# AVAILABLE RECORDS
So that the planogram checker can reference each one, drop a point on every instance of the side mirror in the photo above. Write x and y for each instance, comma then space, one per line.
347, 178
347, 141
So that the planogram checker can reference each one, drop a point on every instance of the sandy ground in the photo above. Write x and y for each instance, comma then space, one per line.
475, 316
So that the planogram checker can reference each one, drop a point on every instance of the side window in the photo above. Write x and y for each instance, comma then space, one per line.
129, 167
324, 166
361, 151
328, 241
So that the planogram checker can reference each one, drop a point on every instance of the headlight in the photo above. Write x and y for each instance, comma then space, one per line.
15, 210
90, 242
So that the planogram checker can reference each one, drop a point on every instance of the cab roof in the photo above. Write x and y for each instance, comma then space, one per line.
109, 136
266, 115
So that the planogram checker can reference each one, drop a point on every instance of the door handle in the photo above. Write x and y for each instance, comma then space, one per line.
==
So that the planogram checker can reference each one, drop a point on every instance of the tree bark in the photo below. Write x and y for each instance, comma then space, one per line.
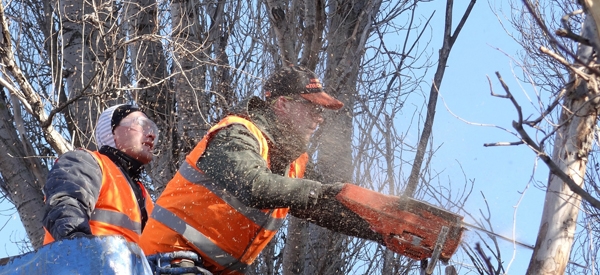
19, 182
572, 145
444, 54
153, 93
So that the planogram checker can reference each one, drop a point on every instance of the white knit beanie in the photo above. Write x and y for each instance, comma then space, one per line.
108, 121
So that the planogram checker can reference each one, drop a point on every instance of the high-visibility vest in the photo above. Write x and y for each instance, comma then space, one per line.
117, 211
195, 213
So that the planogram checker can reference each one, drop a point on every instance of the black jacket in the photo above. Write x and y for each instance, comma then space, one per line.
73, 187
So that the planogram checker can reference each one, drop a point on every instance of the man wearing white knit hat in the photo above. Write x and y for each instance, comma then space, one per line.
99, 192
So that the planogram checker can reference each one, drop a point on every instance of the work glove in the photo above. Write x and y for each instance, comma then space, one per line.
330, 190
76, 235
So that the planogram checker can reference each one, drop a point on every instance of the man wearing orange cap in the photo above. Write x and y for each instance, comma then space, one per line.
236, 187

# WORK TO BE COMPLETED
Rewrite the lines from the one containing "the side mirror" through the one containing "of the door", both included, as a Markdown table with a "Number" column giving each row's position and a "Text" column holding the line, leaving out blank lines.

# WORKED ANSWER
| Number | Text |
|---|---|
| 1 | So that the planogram checker can reference each one, drop a point on every instance of the side mirror in the photo above. Write x and y for each instance, comma then space, one per line. |
| 2 | 347, 178 |
| 3 | 347, 141 |
| 4 | So that the planogram checker can reference each one, drop a point on every instance of the sandy ground in the photo above. Write x and y for each instance, comma then space, one per line. |
| 5 | 475, 316 |
| 6 | So that the planogram checker can reference each one, drop a point on every instance of the side window in the photo above. Write x and y for each instance, comma then space, one per line. |
| 7 | 129, 167 |
| 8 | 324, 166 |
| 9 | 361, 151 |
| 10 | 328, 241 |
| 11 | So that the planogram checker can reference each one, drop a point on every instance of the headlight in the photo above. Write x and y for each instance, comma then space, one per line. |
| 12 | 15, 210 |
| 13 | 90, 242 |
| 14 | So that the planogram checker can reference each one, drop a point on every instance of the cab roof in the photo above. Write x and y for each instance, comma then space, one per line. |
| 15 | 109, 136 |
| 16 | 266, 115 |
| 17 | So that the planogram checker can reference each one, drop a point on every instance of the door handle in the photo above. Write x and y for each instance, comma then space, one per line. |